■ THE PROBLEM ■
Reproduce each of the lines below verbatim, keeping every character, bracket, and line break unchanged.

■ EXERCISE MATERIAL ■
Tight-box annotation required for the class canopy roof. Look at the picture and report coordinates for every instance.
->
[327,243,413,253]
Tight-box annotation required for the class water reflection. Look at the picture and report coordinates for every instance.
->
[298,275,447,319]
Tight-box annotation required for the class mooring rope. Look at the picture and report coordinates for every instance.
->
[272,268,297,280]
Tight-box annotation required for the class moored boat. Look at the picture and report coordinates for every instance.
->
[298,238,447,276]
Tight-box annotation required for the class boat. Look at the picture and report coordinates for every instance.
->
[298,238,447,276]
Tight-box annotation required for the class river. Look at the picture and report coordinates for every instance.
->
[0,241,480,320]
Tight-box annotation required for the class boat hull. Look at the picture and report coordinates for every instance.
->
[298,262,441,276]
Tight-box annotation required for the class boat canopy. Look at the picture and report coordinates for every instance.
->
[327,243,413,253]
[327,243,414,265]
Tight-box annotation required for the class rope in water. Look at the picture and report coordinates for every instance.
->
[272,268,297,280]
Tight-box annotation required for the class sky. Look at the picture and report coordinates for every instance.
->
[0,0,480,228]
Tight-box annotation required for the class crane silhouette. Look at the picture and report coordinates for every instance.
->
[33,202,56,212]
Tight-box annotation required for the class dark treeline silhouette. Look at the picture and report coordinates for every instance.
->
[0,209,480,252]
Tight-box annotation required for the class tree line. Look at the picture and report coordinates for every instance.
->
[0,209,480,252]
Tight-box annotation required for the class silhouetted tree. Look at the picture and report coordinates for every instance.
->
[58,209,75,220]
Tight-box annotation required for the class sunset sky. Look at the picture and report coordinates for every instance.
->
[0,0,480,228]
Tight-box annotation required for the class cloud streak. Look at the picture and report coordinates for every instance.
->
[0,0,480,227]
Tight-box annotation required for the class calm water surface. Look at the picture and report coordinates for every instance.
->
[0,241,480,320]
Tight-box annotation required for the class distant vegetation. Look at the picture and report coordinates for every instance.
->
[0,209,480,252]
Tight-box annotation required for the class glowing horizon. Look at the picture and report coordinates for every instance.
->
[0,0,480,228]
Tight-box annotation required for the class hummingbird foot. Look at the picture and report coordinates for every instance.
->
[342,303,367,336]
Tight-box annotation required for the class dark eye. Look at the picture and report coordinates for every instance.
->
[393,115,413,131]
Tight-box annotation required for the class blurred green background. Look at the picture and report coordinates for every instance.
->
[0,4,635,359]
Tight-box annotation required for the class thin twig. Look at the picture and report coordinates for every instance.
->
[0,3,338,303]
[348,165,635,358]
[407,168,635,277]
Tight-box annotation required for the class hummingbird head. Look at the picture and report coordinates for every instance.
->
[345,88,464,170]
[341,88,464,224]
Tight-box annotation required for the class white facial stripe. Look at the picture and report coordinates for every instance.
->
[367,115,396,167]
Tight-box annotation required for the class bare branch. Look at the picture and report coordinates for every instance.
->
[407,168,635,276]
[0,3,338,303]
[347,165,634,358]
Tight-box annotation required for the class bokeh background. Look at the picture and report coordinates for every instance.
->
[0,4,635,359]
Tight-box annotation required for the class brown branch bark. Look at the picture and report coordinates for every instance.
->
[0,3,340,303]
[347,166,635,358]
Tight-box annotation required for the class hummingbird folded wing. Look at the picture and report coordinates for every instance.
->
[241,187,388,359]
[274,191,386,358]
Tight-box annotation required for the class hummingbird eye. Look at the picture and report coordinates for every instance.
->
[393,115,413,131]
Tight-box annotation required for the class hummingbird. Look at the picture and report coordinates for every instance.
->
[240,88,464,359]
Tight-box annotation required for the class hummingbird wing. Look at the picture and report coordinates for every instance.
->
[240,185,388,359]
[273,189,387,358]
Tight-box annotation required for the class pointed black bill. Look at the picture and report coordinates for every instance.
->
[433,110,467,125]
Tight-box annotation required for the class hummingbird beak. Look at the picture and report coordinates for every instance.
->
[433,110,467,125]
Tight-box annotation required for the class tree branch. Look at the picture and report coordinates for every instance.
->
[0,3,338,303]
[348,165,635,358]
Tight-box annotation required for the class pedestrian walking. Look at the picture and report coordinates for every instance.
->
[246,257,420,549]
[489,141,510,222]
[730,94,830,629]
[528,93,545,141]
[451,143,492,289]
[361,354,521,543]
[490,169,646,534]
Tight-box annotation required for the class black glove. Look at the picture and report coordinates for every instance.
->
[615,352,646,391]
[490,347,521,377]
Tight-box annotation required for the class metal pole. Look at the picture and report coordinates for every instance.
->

■ COMPLETE RESPONSE ■
Tight-box annotation required for the class canopy roof. Look at the picture and report coordinates for every instance.
->
[327,243,413,253]
Tight-box annotation required for the class water reflection. Look at the picture and report coordinates for every instance.
->
[298,275,447,319]
Tight-box annotation required for the class mooring rope. Look at the picture and report coordinates for every instance.
->
[272,268,297,280]
Tight-box annotation required for the class moored boat. Look at the picture and report coordinates for every instance.
->
[298,238,447,276]
Tight-box annotation required for the class boat. Look at the picture and report coordinates for every instance.
->
[298,238,447,276]
Tight-box annotation required for the class river. Look at the picture and report coordinates for every instance.
->
[0,241,480,320]
Tight-box annotation required for the class boat hull. Look at the picture and report coordinates for every instance.
->
[298,262,441,276]
Tight-box annotation required for the class boat canopy. Look at the picture and report coordinates for every instance.
->
[327,243,413,253]
[327,243,414,265]
Tight-box annotation required for the class rope in water. Look at the picture and report coordinates for every instance.
->
[272,268,297,280]
Tight-box annotation required for the class sky. Look at the picture and report coordinates for every instance.
->
[0,0,480,228]
Tight-box annotation required for the class crane silhouette. Look at the picture and report coordinates for every instance.
->
[33,202,56,212]
Tight-box annotation required for the class dark treeline silhouette. Look at the picture and report coordinates for every instance.
->
[0,209,480,252]
Tight-box annotation required for the class tree line. Look at the picture and report coordinates for every instance.
->
[0,209,480,252]
Tight-box annotation required for the class silhouetted tree. Look at the picture and report coordinates for every instance.
->
[58,209,75,220]
Tight-box annotation required for the class sunset sky. Look at the picture and report coordinates for every instance.
->
[0,0,480,228]
Tight-box annotation required for the class cloud streak. Look at the picture and report coordinates for every instance.
->
[0,0,480,227]
Tight-box annotation required for the class calm water surface. Look at the picture and report coordinates for every instance.
->
[0,241,480,320]
Tight-box annotation required for the class distant vegetation. Look at the picture and report coordinates for every instance.
->
[0,209,480,252]
Tight-box annotation required for the class glowing horizon. Look at the picture and report coordinates for every instance.
->
[0,0,480,228]
Tight-box annotation required for the class hummingbird foot. Look at the picture and report coordinates for every instance.
->
[342,303,367,336]
Tight-box annotation required for the class dark eye. Look at the picture and report coordinates for every instance.
->
[393,115,413,131]
Tight-box annotation required for the class blurred green background. Look at the picture and report coordinates for every instance.
->
[0,4,635,359]
Tight-box annotation required for the class thin twig. Look at the picture and report coordinates for every instance.
->
[0,3,338,303]
[348,165,635,358]
[407,168,635,277]
Tight-box annotation required for the class hummingbird head. Look at the picture and report coordinates for every instance.
->
[345,88,464,170]
[341,88,464,224]
Tight-box annotation required for the class white facial stripe. Look at the picture and report coordinates for every instance.
->
[367,115,396,167]
Tight-box annotation required for the class bare branch. Look at the picture and report coordinates for every instance.
->
[407,168,635,276]
[0,3,338,303]
[347,165,634,358]
Tight-box annotation required for the class bokeh background. Look at the picture and report coordinates for every instance.
->
[0,4,635,359]
Tight-box annotation required for the class brown branch bark. Look at the picture and report coordinates for every instance.
->
[0,3,340,303]
[347,166,635,358]
Tight-box annotation required for the class hummingbird folded wing. Look at the picture and report coordinates for every instance.
->
[241,187,388,359]
[274,191,386,358]
Tight-box annotation required for the class hummingbird eye. Look at the picture and report coordinates for every instance.
->
[393,115,413,131]
Tight-box annotation required for the class hummingbird. Look at the picture and report coordinates for every instance.
->
[240,88,464,359]
Tight-box annotation required for the class hummingbird wing. Look at the picture and report coordinates for every instance.
->
[240,185,388,359]
[273,189,387,358]
Tight-box annotation required for the class pointed black bill. Look at the picture and report coordinates for every instance.
->
[433,110,467,125]
Tight-box annotation required for the class hummingbird beak. Look at the picture and report coordinates for every instance.
->
[433,110,467,125]
Tight-box annotation required for the class tree branch. Look at the picture and report coordinates for every instance.
->
[0,3,338,303]
[348,165,635,358]
Tight-box annotation required for the class pedestrian walking. Look at the picture and report coordinates for every instance.
->
[246,257,420,549]
[489,141,510,222]
[730,94,830,629]
[528,93,545,141]
[451,143,492,289]
[361,354,521,543]
[490,169,646,534]
Tight-box annotation required for the class black glove. Look at the picture and report coordinates for every instance.
->
[615,352,646,391]
[490,347,521,377]
Tight-box annotation required for the class metal pole. Look at the picture and report coordinates for every instance.
->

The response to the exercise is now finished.